- Schriftliche Aufgabe A: Ändere in den Datensätzen, beginnend an deren Anfang und endend mit der Zeile, die „Please outline every instance of the red“ enthält, „wooden“ zu „painted“, und gib genau diese Zeilen sonst unverändert wieder. Lass die Bilder bitte weg.

- Dokumentauszug:
• • •
# Fütterung - wie viel denn nun?



## Teich4You (21. Juni 2018)

Wie handhabt ihr das so?
Irgendwelche Berechnungen, frei nach Gefühl, je nach Futtersorte??

Ich habe es versucht nach mehreren Tabellen zu errechnen und nutze das als groben Richtwert.
Am Ende füttere ich aber dann doch wieder nach Gefühl und wie die Fische so drauf sind.
Also eher subjektiv.


----------



## Max (21. Juni 2018)

Nach Gefühl in Abhängigkeit von Fressverhalten und Wassertemperatur.


----------



## Teich4You (21. Juni 2018)

Aber hast du dir da ein Maximum gesetzt am Teich? 
Oder woran machst du fest, wann Schluss ist?


----------



## troll20 (21. Juni 2018)

Ich glaub bei denen ist nie Schluss, von daher immer ein bissel und manchmal auch garnix . Halt wie es kommt.
• • •
- Daten zur Aufgabe:
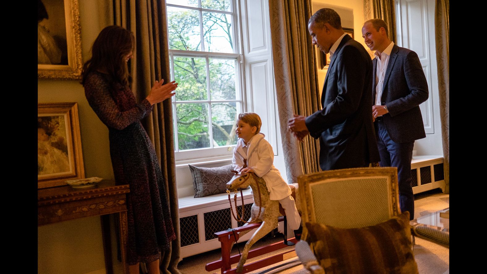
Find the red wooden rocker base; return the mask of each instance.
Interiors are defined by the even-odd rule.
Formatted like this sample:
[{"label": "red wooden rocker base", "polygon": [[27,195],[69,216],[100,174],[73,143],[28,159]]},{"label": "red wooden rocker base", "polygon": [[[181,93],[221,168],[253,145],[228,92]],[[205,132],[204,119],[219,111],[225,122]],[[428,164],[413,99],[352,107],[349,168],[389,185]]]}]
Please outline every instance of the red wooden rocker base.
[{"label": "red wooden rocker base", "polygon": [[[279,221],[284,220],[284,237],[285,238],[287,236],[287,222],[285,221],[284,216],[279,217],[278,219]],[[232,269],[231,265],[239,262],[239,260],[240,259],[240,255],[236,255],[231,256],[230,256],[230,247],[232,243],[238,240],[239,236],[237,233],[257,228],[260,226],[261,224],[261,222],[254,223],[244,226],[241,226],[235,229],[229,229],[224,231],[215,233],[215,235],[218,237],[218,241],[221,243],[222,245],[222,259],[206,264],[205,266],[205,269],[206,269],[206,271],[211,271],[220,268],[221,274],[236,274],[237,269]],[[297,242],[298,242],[298,240],[293,237],[289,239],[285,239],[279,242],[270,244],[266,246],[252,249],[249,251],[248,256],[247,258],[254,258],[261,255],[272,252],[273,251],[279,250],[285,247],[287,247],[289,245],[293,245]],[[291,243],[293,243],[291,244]],[[250,271],[253,271],[254,270],[282,261],[295,256],[296,253],[294,250],[289,250],[265,258],[265,259],[246,264],[244,266],[244,271],[240,273],[247,273]]]}]

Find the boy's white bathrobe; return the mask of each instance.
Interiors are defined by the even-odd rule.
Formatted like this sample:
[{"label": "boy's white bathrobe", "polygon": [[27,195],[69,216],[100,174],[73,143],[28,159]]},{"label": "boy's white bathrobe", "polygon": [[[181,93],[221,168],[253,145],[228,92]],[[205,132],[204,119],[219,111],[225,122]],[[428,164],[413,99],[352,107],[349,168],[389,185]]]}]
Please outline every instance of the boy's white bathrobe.
[{"label": "boy's white bathrobe", "polygon": [[[247,144],[247,152],[250,156],[248,158],[247,153],[244,151],[244,140],[239,138],[237,146],[233,149],[232,164],[233,169],[239,171],[244,165],[244,159],[247,159],[247,165],[254,170],[254,172],[265,182],[267,190],[270,192],[271,200],[280,200],[291,195],[291,188],[281,176],[279,170],[274,166],[274,151],[270,144],[264,138],[263,133],[258,133],[252,137]],[[259,140],[261,140],[259,142]],[[253,153],[254,147],[255,148]],[[238,153],[237,153],[238,152]],[[240,153],[240,155],[239,155]]]}]

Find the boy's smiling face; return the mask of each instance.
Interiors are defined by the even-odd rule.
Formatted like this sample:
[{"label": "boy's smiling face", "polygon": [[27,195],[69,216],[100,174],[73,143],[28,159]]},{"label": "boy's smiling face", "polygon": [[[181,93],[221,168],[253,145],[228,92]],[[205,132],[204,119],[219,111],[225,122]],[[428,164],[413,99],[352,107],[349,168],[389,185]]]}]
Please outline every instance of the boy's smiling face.
[{"label": "boy's smiling face", "polygon": [[237,136],[244,139],[244,142],[246,144],[250,138],[255,135],[256,131],[257,131],[257,127],[251,127],[250,125],[242,121],[237,120],[237,128],[235,129],[235,133]]}]

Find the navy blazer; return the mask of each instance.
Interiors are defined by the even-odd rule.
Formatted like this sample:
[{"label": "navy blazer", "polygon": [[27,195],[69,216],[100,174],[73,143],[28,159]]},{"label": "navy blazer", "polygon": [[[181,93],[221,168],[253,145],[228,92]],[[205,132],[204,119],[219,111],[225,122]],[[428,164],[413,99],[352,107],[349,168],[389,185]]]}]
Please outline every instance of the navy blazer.
[{"label": "navy blazer", "polygon": [[[373,105],[375,101],[377,59],[373,61]],[[428,100],[428,82],[418,55],[394,44],[391,52],[384,83],[382,105],[389,113],[383,116],[391,139],[397,143],[412,142],[426,137],[419,104]]]},{"label": "navy blazer", "polygon": [[379,162],[371,107],[372,73],[372,61],[363,46],[345,36],[328,67],[322,109],[305,120],[311,135],[319,138],[322,170]]}]

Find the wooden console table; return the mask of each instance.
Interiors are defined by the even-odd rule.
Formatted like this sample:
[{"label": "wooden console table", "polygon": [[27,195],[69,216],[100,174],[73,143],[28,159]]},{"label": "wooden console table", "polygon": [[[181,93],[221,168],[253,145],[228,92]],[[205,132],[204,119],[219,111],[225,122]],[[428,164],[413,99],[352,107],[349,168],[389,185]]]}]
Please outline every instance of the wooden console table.
[{"label": "wooden console table", "polygon": [[88,188],[73,188],[58,186],[37,190],[37,226],[83,217],[102,216],[103,249],[107,274],[112,274],[112,248],[107,237],[108,215],[118,213],[120,249],[124,272],[128,274],[126,262],[127,241],[127,197],[130,191],[128,184],[115,185],[113,180],[103,180]]}]

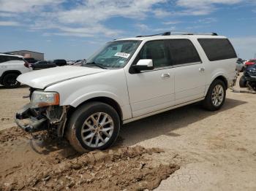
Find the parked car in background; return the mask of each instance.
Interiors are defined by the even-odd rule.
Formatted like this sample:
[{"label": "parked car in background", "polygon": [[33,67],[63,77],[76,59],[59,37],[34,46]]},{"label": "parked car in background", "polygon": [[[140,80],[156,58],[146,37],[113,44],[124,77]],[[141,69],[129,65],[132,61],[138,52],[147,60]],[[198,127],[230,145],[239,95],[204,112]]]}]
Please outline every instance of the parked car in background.
[{"label": "parked car in background", "polygon": [[67,65],[72,65],[75,62],[75,61],[67,61]]},{"label": "parked car in background", "polygon": [[34,59],[34,58],[25,58],[24,60],[29,63],[34,63],[36,62],[38,62],[38,61]]},{"label": "parked car in background", "polygon": [[248,65],[240,78],[241,87],[246,87],[247,83],[256,91],[256,64]]},{"label": "parked car in background", "polygon": [[63,66],[67,65],[67,61],[64,59],[57,59],[53,61],[56,66]]},{"label": "parked car in background", "polygon": [[245,66],[241,59],[238,59],[236,61],[236,70],[238,71],[244,71]]},{"label": "parked car in background", "polygon": [[0,84],[6,87],[17,87],[20,83],[16,79],[31,71],[29,64],[23,56],[0,53]]},{"label": "parked car in background", "polygon": [[[31,101],[15,122],[28,132],[50,128],[81,152],[105,149],[122,124],[199,101],[219,109],[236,61],[230,41],[217,34],[113,40],[82,66],[19,77],[31,87]],[[31,122],[23,125],[23,119]]]},{"label": "parked car in background", "polygon": [[245,63],[246,66],[248,65],[253,65],[256,63],[256,59],[252,59],[252,60],[249,60],[247,62]]},{"label": "parked car in background", "polygon": [[76,61],[73,64],[72,66],[82,66],[83,64],[85,64],[86,63],[86,59],[83,59],[83,60],[78,60]]},{"label": "parked car in background", "polygon": [[56,63],[49,61],[38,61],[30,64],[33,70],[45,69],[49,68],[56,67]]}]

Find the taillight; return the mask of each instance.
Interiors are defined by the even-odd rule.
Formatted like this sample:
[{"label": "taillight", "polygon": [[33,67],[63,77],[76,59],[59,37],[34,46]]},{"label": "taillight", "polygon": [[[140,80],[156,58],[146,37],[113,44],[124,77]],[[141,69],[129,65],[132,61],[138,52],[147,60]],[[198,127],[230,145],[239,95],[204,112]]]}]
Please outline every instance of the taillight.
[{"label": "taillight", "polygon": [[26,63],[24,63],[24,66],[26,67],[26,68],[28,68],[28,69],[29,69],[29,63],[27,63],[27,62],[26,62]]}]

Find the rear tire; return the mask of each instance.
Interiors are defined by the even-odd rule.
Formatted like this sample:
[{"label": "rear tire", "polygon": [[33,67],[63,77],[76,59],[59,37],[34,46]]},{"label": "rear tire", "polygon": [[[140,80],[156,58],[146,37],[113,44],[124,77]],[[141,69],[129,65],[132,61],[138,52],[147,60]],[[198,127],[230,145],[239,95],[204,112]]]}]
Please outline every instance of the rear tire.
[{"label": "rear tire", "polygon": [[223,81],[215,79],[209,87],[203,106],[209,111],[219,110],[226,98],[226,86]]},{"label": "rear tire", "polygon": [[20,83],[16,80],[19,76],[18,74],[10,73],[4,76],[2,85],[7,88],[15,88],[20,85]]},{"label": "rear tire", "polygon": [[73,148],[83,153],[109,148],[116,141],[119,130],[119,116],[112,106],[91,102],[72,114],[66,135]]},{"label": "rear tire", "polygon": [[246,87],[246,80],[244,75],[240,78],[239,86],[240,87]]}]

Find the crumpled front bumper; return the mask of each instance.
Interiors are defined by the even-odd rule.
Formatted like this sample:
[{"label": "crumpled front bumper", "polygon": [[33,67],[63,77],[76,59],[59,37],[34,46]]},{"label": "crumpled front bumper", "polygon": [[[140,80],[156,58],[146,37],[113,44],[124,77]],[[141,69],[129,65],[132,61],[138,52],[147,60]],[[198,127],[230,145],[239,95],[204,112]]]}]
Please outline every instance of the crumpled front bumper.
[{"label": "crumpled front bumper", "polygon": [[[24,120],[26,122],[23,122]],[[15,121],[18,126],[26,132],[36,132],[45,129],[47,120],[46,117],[34,117],[29,104],[18,110],[15,116]]]}]

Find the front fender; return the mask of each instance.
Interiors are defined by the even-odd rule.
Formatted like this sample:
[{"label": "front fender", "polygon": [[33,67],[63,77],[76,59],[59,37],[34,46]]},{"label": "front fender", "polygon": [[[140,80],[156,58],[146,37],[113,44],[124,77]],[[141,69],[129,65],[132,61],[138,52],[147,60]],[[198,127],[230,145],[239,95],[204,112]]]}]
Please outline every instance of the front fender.
[{"label": "front fender", "polygon": [[[115,95],[112,93],[107,92],[107,91],[104,91],[104,92],[95,91],[95,92],[90,92],[89,93],[86,93],[86,94],[77,98],[73,101],[72,101],[70,103],[70,105],[73,107],[77,107],[78,106],[79,106],[82,103],[86,101],[87,100],[97,98],[97,97],[105,97],[105,98],[111,98],[111,99],[116,101],[120,106],[122,106],[124,105],[124,103],[122,103],[123,101],[118,98],[117,95]],[[69,101],[67,101],[67,102],[69,102]],[[63,103],[63,104],[65,105],[65,103]]]}]

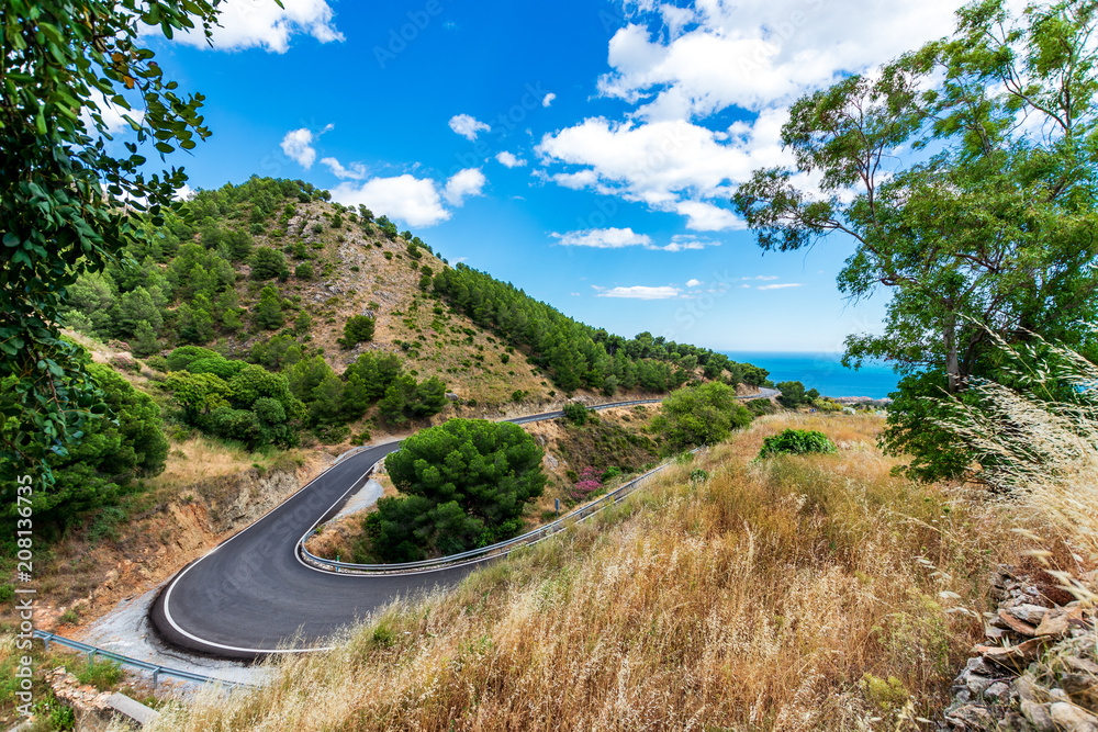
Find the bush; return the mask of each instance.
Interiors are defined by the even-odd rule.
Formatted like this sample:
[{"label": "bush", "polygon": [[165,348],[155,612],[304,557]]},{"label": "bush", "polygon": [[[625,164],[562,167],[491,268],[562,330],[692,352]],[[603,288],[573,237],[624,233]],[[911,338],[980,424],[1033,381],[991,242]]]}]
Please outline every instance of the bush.
[{"label": "bush", "polygon": [[534,438],[511,423],[451,419],[416,432],[385,458],[405,497],[382,498],[367,520],[374,552],[408,561],[515,536],[526,504],[545,487],[541,458]]},{"label": "bush", "polygon": [[837,451],[834,442],[824,432],[815,429],[787,429],[763,440],[759,457],[802,455],[808,452],[828,454]]},{"label": "bush", "polygon": [[587,424],[587,418],[591,416],[587,413],[587,407],[579,402],[569,402],[564,405],[563,412],[564,419],[578,427]]},{"label": "bush", "polygon": [[270,247],[259,247],[251,256],[251,279],[272,280],[284,278],[290,273],[285,257],[281,251]]},{"label": "bush", "polygon": [[751,413],[736,398],[736,390],[720,382],[684,386],[663,401],[663,410],[652,428],[669,450],[677,452],[699,444],[716,444],[732,429],[751,424]]},{"label": "bush", "polygon": [[373,318],[366,315],[352,315],[344,325],[344,337],[339,344],[344,348],[354,348],[357,344],[373,340]]},{"label": "bush", "polygon": [[186,371],[192,361],[217,358],[220,353],[201,346],[180,346],[168,353],[168,371]]}]

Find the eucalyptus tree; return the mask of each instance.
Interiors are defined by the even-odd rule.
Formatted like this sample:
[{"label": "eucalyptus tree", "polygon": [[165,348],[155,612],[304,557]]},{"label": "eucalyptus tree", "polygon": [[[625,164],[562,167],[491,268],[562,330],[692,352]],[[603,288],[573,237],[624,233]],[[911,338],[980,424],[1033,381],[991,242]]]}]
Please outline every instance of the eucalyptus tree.
[{"label": "eucalyptus tree", "polygon": [[996,338],[1094,346],[1096,15],[1095,0],[966,5],[950,37],[799,99],[782,131],[796,167],[732,199],[766,250],[851,237],[840,291],[892,294],[883,335],[849,336],[844,360],[904,374],[884,443],[912,474],[970,462],[919,397],[994,373]]},{"label": "eucalyptus tree", "polygon": [[[149,172],[210,132],[201,94],[164,77],[145,41],[204,32],[217,0],[5,0],[0,7],[0,473],[65,455],[85,421],[108,412],[61,338],[58,313],[81,274],[148,236],[184,182]],[[202,31],[198,29],[201,27]],[[131,131],[124,148],[112,143]],[[123,151],[124,150],[124,151]],[[120,154],[121,153],[121,154]]]}]

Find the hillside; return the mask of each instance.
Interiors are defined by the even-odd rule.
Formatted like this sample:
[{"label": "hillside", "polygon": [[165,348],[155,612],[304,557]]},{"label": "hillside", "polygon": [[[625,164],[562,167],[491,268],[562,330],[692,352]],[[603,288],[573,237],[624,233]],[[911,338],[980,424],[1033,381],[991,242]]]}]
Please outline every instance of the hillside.
[{"label": "hillside", "polygon": [[[72,286],[68,325],[161,372],[190,371],[187,362],[214,356],[236,362],[204,368],[226,384],[244,361],[281,372],[305,408],[284,420],[344,447],[428,418],[658,395],[697,379],[749,388],[765,382],[764,370],[708,349],[578,323],[484,272],[450,268],[384,216],[327,199],[301,181],[260,178],[199,191],[163,225],[147,226],[128,261]],[[347,340],[348,327],[363,330]],[[192,349],[186,362],[160,358],[181,346]],[[354,397],[352,373],[373,380]],[[378,403],[394,383],[400,394],[386,413]],[[177,394],[169,412],[194,407],[179,401],[180,387],[211,388],[167,384]],[[203,404],[195,408],[216,406]],[[291,413],[294,404],[283,399]],[[274,432],[238,438],[239,425],[200,425],[192,413],[184,421],[253,447],[295,443]]]},{"label": "hillside", "polygon": [[[754,462],[789,426],[839,453]],[[757,420],[593,523],[161,729],[919,729],[983,634],[989,570],[1022,547],[994,506],[889,475],[881,427]]]}]

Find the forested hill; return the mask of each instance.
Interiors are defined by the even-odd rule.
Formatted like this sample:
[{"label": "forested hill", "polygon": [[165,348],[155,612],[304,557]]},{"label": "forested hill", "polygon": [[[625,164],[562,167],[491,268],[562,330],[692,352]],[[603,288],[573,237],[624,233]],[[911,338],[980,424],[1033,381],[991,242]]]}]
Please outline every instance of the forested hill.
[{"label": "forested hill", "polygon": [[77,281],[67,325],[164,372],[166,404],[186,421],[251,446],[302,428],[339,442],[584,391],[765,381],[707,349],[579,323],[329,199],[258,177],[199,191],[123,261]]},{"label": "forested hill", "polygon": [[565,391],[581,387],[613,396],[619,390],[665,392],[693,379],[760,385],[766,371],[727,356],[641,333],[627,340],[568,317],[511,283],[458,264],[434,278],[434,289],[473,323],[522,346]]}]

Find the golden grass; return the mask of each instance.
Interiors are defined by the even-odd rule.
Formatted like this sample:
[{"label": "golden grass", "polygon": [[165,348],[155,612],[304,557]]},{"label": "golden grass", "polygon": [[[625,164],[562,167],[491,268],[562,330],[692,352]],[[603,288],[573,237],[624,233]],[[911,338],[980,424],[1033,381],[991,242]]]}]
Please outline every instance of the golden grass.
[{"label": "golden grass", "polygon": [[[942,425],[975,450],[981,480],[998,488],[1005,504],[1045,520],[1040,536],[1023,531],[1061,551],[1029,553],[1076,597],[1095,605],[1096,588],[1080,577],[1098,563],[1098,365],[1071,349],[1044,346],[1046,356],[1023,359],[999,341],[1012,361],[1007,373],[1021,386],[973,380],[968,392],[975,398],[950,403],[952,415]],[[1071,396],[1054,398],[1057,394]]]},{"label": "golden grass", "polygon": [[[981,635],[970,612],[1010,534],[946,488],[892,477],[879,425],[759,420],[595,522],[155,729],[919,728]],[[839,453],[752,462],[789,426]]]}]

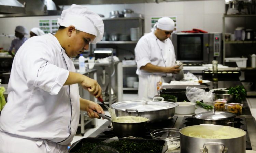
• • •
- Schriftliche Aufgabe B: Nenne alle Benutzernamen, unter denen im Forenthread zur Fischfütterung Beiträge stehen.

- Lösung der Aufgabe A:
Find the red painted rocker base; return the mask of each instance.
Interiors are defined by the even-odd rule.
Formatted like this sample:
[{"label": "red painted rocker base", "polygon": [[27,195],[69,216],[100,174],[73,143],[28,159]]},{"label": "red painted rocker base", "polygon": [[[181,93],[221,168],[253,145],[228,92]],[[205,132],[204,119],[219,111],[225,122]],[[428,164],[413,99],[352,107],[349,168],[389,185]]]}]
Please outline every instance of the red painted rocker base.

- Lösung der Aufgabe B: Teich4You, Max, troll20